WORK INSTRUCTION 1: Copy the lines from the entries verbatim, starting at the first line of the entries and ending with the line containing "negative clicks: (98, 463) (23, 295)", with both ends included.

SOURCE DOCUMENT:
━━━━
Treat this attack as a ranged touch attack with a range increment of 10 feet. A flask breaks if thrown against the body of a corporeal creature, but to use it against an incorporeal creature, you must open the flask and pour the holy water out onto the target. Thus, you can douse an incorporeal creature with holy water only if you are adjacent to it. Doing so is a ranged touch attack that does not provoke attacks of opportunity.

A direct hit by a flask of holy water deals 2d4 points of damage to an undead creature or an evil outsider. Each such creature within 5 feet of the point where the flask hits takes 1 point of damage from the splash.

Just for easy reference.


Wouldn't Fore Bombs do for incorporeal targets?

Sczarni

Full damage, rather than half.


Guys, I soooooo agree with you. Just every know and then I gotta do a sanity check.


2 people marked this as a favorite.

Finding agreement in this forum should confirm that your sanity has left the building.


Live Bait wrote:
Finding agreement in this forum should confirm that your sanity has left the building.

It is a sign of the End of Days.


Scott Wilhelm wrote:
Wouldn't Fore Bombs do for incorporeal targets?

That's what makes the Crypt Breaker Archetype so nice against Undead. Their Bombs are Acid vs. Corporeal Undead and Constructs, Force vs. everything else including Incorporeal Undead. No discoveries needed


Live Bait wrote:
Finding agreement in this forum should confirm that your sanity has left the building.
━━━━
DATA FOR REVIEW:
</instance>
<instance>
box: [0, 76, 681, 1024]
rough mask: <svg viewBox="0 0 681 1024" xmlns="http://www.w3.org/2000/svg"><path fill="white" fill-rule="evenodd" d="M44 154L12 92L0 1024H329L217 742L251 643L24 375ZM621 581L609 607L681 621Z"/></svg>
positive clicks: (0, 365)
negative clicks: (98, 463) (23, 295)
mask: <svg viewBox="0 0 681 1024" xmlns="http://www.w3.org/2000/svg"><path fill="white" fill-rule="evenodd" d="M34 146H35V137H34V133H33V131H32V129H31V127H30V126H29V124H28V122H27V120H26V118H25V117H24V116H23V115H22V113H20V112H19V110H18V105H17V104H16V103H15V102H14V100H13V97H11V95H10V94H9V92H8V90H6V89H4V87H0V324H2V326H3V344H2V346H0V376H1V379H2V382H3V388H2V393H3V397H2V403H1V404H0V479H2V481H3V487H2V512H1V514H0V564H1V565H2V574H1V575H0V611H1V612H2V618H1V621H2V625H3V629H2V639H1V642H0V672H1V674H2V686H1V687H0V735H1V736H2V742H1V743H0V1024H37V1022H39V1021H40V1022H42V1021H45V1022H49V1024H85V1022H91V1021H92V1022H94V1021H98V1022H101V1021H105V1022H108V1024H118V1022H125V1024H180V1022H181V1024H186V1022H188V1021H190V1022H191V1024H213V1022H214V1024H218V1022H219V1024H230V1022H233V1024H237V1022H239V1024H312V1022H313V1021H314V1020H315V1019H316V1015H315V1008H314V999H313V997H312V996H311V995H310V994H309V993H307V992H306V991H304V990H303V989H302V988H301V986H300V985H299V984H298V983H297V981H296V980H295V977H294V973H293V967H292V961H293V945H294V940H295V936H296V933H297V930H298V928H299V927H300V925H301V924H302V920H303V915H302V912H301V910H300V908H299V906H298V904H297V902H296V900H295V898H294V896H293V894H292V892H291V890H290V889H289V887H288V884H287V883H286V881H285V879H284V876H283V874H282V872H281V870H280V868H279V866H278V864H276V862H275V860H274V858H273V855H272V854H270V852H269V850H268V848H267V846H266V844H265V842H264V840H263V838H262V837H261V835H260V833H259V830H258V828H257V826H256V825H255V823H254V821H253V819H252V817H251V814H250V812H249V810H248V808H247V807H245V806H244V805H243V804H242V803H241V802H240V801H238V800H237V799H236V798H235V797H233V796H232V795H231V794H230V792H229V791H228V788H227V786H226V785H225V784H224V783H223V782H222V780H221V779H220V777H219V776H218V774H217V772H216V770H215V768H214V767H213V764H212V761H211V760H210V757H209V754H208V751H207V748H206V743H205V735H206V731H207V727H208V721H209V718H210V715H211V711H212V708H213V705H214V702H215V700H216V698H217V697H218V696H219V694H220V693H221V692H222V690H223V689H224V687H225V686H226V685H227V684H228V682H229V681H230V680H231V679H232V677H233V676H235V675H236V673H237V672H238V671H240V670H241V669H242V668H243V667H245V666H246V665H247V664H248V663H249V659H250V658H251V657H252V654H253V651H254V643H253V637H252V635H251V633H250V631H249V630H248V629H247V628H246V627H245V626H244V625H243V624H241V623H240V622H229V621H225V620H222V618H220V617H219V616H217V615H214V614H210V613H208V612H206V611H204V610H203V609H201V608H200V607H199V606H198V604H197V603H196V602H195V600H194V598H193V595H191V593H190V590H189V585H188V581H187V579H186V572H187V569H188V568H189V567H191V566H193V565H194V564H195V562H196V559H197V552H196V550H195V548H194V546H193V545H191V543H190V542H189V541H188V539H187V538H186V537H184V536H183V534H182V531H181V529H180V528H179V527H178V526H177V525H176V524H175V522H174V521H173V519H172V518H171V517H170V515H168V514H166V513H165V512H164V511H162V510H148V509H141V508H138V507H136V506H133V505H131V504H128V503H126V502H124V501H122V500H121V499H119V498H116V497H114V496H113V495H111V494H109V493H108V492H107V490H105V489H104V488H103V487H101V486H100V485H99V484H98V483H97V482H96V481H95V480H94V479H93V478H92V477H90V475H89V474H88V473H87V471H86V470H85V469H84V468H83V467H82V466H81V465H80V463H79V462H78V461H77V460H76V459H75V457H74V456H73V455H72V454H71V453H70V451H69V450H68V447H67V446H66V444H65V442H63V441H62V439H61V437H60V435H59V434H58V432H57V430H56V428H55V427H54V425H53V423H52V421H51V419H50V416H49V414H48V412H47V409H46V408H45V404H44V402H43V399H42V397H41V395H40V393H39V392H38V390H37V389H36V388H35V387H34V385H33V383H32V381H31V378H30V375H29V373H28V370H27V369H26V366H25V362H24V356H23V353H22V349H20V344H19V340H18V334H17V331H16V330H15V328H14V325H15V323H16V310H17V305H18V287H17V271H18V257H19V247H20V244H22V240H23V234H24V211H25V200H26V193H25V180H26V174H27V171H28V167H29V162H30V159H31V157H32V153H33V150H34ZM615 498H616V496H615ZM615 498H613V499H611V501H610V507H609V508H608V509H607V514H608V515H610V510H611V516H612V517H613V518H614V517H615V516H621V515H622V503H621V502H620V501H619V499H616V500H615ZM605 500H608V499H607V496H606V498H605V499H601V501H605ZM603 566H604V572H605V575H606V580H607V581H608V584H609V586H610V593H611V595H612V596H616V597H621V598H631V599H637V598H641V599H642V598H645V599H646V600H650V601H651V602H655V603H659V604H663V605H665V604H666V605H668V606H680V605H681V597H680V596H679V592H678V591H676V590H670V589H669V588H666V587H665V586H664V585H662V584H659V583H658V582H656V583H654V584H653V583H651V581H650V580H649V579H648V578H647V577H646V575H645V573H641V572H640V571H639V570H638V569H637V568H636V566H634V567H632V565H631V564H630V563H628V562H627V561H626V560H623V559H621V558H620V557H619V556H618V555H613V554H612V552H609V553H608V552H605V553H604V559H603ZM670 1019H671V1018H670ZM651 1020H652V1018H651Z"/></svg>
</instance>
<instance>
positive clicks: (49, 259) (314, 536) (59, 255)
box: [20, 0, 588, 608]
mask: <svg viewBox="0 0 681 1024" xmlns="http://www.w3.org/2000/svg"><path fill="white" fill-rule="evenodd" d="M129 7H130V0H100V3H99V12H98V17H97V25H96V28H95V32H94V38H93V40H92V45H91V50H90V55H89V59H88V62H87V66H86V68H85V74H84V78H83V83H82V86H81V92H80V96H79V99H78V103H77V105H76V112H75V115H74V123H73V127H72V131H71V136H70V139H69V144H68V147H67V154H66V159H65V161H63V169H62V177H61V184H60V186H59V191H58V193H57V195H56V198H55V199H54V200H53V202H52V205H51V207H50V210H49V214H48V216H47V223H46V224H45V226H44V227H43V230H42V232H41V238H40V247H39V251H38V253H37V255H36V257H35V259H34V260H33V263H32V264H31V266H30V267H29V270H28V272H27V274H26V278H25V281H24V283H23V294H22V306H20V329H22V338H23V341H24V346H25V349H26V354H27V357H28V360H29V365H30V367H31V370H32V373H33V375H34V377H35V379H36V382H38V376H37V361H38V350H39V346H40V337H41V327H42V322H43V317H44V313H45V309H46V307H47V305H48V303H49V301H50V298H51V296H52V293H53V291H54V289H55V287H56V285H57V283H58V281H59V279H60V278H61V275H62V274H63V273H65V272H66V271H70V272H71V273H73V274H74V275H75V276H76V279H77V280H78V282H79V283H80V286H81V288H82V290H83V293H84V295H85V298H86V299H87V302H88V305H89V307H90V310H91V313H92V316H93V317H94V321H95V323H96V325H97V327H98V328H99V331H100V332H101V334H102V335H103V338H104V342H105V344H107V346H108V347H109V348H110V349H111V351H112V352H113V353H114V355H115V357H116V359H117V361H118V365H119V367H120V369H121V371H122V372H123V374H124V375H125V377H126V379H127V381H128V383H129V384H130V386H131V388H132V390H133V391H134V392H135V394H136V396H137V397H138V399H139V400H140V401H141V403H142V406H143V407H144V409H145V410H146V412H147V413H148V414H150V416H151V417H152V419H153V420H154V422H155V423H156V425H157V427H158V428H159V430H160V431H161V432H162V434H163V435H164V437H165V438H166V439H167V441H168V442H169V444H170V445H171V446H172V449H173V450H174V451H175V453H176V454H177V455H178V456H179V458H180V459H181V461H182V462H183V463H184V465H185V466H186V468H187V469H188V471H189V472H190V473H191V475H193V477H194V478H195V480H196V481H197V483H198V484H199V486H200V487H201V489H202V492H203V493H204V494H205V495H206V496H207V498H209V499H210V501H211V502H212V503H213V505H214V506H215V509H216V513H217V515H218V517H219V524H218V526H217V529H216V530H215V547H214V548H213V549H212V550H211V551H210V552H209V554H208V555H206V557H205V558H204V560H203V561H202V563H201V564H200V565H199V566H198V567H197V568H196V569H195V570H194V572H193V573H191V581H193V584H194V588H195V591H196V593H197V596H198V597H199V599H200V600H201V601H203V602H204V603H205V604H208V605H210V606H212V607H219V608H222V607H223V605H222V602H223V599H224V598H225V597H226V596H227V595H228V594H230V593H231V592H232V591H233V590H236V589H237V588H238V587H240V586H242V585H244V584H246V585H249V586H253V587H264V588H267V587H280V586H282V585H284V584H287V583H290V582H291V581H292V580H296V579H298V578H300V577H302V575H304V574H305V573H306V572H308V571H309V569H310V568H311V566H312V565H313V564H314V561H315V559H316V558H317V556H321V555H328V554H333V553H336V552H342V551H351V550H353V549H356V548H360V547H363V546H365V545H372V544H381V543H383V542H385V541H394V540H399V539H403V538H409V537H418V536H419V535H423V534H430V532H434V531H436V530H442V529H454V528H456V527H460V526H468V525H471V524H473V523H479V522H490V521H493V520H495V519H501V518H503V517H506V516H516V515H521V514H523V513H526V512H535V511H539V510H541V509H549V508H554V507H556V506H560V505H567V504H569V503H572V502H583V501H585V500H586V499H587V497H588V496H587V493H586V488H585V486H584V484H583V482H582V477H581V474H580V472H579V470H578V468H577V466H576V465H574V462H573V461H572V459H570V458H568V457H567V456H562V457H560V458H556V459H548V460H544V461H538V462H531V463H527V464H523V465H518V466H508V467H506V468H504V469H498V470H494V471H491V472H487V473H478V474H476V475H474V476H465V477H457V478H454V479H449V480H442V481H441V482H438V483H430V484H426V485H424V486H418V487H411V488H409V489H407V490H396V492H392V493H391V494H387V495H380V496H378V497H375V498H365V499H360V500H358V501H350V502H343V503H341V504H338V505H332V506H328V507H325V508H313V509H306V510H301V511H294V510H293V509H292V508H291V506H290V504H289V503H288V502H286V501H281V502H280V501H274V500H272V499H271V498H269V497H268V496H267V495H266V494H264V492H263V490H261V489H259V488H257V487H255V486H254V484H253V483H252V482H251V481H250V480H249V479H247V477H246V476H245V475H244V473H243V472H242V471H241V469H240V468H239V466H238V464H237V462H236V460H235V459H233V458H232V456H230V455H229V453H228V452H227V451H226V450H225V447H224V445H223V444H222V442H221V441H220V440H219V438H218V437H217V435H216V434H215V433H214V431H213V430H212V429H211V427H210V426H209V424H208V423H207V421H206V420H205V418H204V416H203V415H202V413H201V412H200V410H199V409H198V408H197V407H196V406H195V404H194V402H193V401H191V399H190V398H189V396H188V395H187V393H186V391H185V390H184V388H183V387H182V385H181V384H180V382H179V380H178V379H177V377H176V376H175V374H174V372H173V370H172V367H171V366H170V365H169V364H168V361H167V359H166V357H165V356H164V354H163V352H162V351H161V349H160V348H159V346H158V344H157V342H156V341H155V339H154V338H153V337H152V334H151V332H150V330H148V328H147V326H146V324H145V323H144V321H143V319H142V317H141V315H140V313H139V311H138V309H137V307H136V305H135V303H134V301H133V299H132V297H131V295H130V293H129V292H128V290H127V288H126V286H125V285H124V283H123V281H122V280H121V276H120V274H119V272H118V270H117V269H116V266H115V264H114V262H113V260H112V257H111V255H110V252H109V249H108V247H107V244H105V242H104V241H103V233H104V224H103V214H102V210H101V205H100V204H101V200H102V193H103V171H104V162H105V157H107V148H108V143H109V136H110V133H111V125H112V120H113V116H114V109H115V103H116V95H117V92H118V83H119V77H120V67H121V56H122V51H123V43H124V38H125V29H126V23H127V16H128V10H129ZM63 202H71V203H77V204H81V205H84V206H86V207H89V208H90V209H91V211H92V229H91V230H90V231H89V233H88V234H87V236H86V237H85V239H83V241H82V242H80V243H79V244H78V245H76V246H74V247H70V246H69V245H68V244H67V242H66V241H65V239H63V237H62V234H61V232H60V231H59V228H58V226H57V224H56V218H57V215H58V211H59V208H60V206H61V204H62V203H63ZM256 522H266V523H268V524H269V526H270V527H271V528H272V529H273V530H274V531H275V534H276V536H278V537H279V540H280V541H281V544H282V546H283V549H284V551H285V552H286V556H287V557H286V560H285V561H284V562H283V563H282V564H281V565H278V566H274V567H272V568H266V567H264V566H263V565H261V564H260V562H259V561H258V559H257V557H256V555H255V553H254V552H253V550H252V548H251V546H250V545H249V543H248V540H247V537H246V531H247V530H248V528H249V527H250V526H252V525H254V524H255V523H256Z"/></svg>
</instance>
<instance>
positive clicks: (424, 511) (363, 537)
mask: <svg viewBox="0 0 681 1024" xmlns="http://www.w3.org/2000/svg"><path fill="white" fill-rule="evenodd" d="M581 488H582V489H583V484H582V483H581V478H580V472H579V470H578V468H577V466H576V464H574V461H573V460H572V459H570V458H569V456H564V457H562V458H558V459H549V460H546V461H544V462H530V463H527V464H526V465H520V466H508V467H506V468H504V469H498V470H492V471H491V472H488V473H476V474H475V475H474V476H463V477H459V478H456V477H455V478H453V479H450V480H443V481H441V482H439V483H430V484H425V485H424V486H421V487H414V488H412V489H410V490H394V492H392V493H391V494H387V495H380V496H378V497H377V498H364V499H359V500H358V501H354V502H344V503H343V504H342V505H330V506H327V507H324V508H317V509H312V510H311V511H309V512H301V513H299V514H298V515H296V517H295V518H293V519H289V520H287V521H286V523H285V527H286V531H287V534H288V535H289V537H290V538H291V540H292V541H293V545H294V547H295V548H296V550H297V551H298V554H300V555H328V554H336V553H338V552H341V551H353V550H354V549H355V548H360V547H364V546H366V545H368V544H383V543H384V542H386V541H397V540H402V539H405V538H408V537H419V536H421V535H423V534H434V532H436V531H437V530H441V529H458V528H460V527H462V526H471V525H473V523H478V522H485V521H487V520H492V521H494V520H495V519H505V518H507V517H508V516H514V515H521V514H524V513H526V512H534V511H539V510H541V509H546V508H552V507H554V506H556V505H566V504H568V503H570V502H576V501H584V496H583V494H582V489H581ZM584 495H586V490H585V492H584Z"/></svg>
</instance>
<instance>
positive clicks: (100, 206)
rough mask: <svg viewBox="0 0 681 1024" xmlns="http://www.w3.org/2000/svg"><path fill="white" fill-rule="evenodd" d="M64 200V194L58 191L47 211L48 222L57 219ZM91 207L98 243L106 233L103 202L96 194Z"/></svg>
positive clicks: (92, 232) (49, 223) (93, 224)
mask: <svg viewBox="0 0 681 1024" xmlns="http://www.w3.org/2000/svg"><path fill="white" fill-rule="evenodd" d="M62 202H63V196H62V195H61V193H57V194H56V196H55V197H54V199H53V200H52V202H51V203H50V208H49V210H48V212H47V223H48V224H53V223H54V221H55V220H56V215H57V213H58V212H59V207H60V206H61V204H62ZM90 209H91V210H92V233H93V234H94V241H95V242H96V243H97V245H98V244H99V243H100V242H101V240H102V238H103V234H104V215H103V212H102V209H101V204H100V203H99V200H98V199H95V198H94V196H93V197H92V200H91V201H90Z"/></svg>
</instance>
━━━━
WORK INSTRUCTION 2: According to the holy water passage, how much damage does a direct hit by a flask of holy water deal to an undead creature or an evil outsider?

TASK SOLUTION 1:
</instance>
<instance>
box: [0, 76, 681, 1024]
rough mask: <svg viewBox="0 0 681 1024" xmlns="http://www.w3.org/2000/svg"><path fill="white" fill-rule="evenodd" d="M44 154L12 92L0 1024H329L217 742L251 643L24 375ZM621 581L609 607L681 621Z"/></svg>
positive clicks: (0, 365)
negative clicks: (98, 463) (23, 295)

TASK SOLUTION 2: 2d4 points of damage.